Rewrite the items below with "put down one point" swapped for "place a single point" everywhere and all else unchanged. Leave the pictures out of your answer.

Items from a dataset
>> START
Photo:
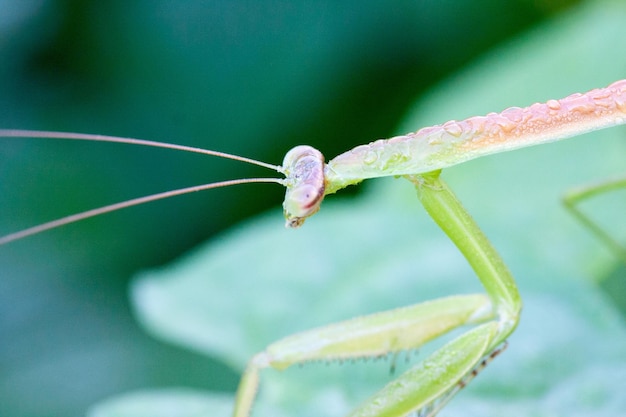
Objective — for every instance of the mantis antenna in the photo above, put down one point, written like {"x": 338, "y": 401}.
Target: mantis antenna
{"x": 136, "y": 201}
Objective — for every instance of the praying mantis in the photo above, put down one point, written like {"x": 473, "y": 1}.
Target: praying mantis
{"x": 419, "y": 157}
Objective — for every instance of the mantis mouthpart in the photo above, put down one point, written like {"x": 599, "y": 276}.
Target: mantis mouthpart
{"x": 419, "y": 157}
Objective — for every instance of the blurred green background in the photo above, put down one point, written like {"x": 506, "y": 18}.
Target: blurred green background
{"x": 252, "y": 78}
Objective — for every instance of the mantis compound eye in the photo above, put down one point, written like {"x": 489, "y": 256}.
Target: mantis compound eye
{"x": 304, "y": 167}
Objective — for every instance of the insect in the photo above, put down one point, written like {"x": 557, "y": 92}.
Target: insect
{"x": 418, "y": 157}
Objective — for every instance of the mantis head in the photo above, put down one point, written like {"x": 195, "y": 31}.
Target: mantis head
{"x": 305, "y": 181}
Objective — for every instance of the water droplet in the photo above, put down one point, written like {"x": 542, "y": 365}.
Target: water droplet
{"x": 453, "y": 128}
{"x": 553, "y": 104}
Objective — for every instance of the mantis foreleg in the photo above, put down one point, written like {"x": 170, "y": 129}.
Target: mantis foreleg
{"x": 574, "y": 197}
{"x": 437, "y": 376}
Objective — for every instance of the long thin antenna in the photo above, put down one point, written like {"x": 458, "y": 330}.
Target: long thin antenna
{"x": 17, "y": 133}
{"x": 129, "y": 203}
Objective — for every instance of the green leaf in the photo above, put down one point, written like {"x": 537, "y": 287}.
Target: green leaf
{"x": 164, "y": 403}
{"x": 260, "y": 282}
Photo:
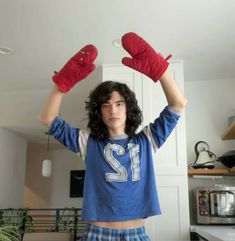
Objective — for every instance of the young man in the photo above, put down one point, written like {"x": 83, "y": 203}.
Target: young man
{"x": 119, "y": 189}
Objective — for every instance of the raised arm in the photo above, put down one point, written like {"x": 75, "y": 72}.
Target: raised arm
>> END
- **TASK OUTPUT**
Photo:
Objective — for every instance of the mantis antenna in the photo above, place a single point, written like {"x": 338, "y": 401}.
Target: mantis antenna
{"x": 136, "y": 201}
Objective — for every instance of the praying mantis in the photo above, place a single point, written like {"x": 473, "y": 1}.
Target: praying mantis
{"x": 419, "y": 157}
Objective — for every instance of the mantis mouthpart in the photo above, place a single point, written like {"x": 599, "y": 276}.
Target: mantis mouthpart
{"x": 419, "y": 157}
Objective — for every instance of the blurred green background in the photo above, place a single point, written like {"x": 506, "y": 18}.
Target: blurred green background
{"x": 252, "y": 78}
Objective — for every instance of the mantis compound eye in the photo above, place a single point, written like {"x": 489, "y": 256}.
Target: mantis compound eye
{"x": 304, "y": 167}
Objective — for every instance of the insect in the photo above, place a single point, written like {"x": 557, "y": 92}.
Target: insect
{"x": 418, "y": 157}
Objective — for every instance of the mantis head in the photo above, place a single point, written like {"x": 195, "y": 31}.
Target: mantis head
{"x": 305, "y": 181}
Objective — for every instance of the water droplet in the photo above, place a single point, written like {"x": 542, "y": 365}.
Target: water droplet
{"x": 453, "y": 128}
{"x": 553, "y": 104}
Objective — for every instance of the mantis foreleg in the photo above, place a single point, written like {"x": 170, "y": 129}.
Target: mantis foreleg
{"x": 574, "y": 197}
{"x": 437, "y": 376}
Objective — for every instance of the long thin antenna in the photo above, place a single point, written like {"x": 458, "y": 330}.
Target: long thin antenna
{"x": 17, "y": 133}
{"x": 129, "y": 203}
Objective — for every instance of the green leaf in the photo above, place a single point, written like {"x": 537, "y": 287}.
Target: green leaf
{"x": 164, "y": 403}
{"x": 260, "y": 282}
Photo:
Objective — for every instance of the young man in the photo above, place a single point, written like {"x": 83, "y": 203}.
Target: young man
{"x": 119, "y": 189}
Objective — for every instance of the raised arm in the photo above, place a single point, written like {"x": 75, "y": 72}.
Target: raised arm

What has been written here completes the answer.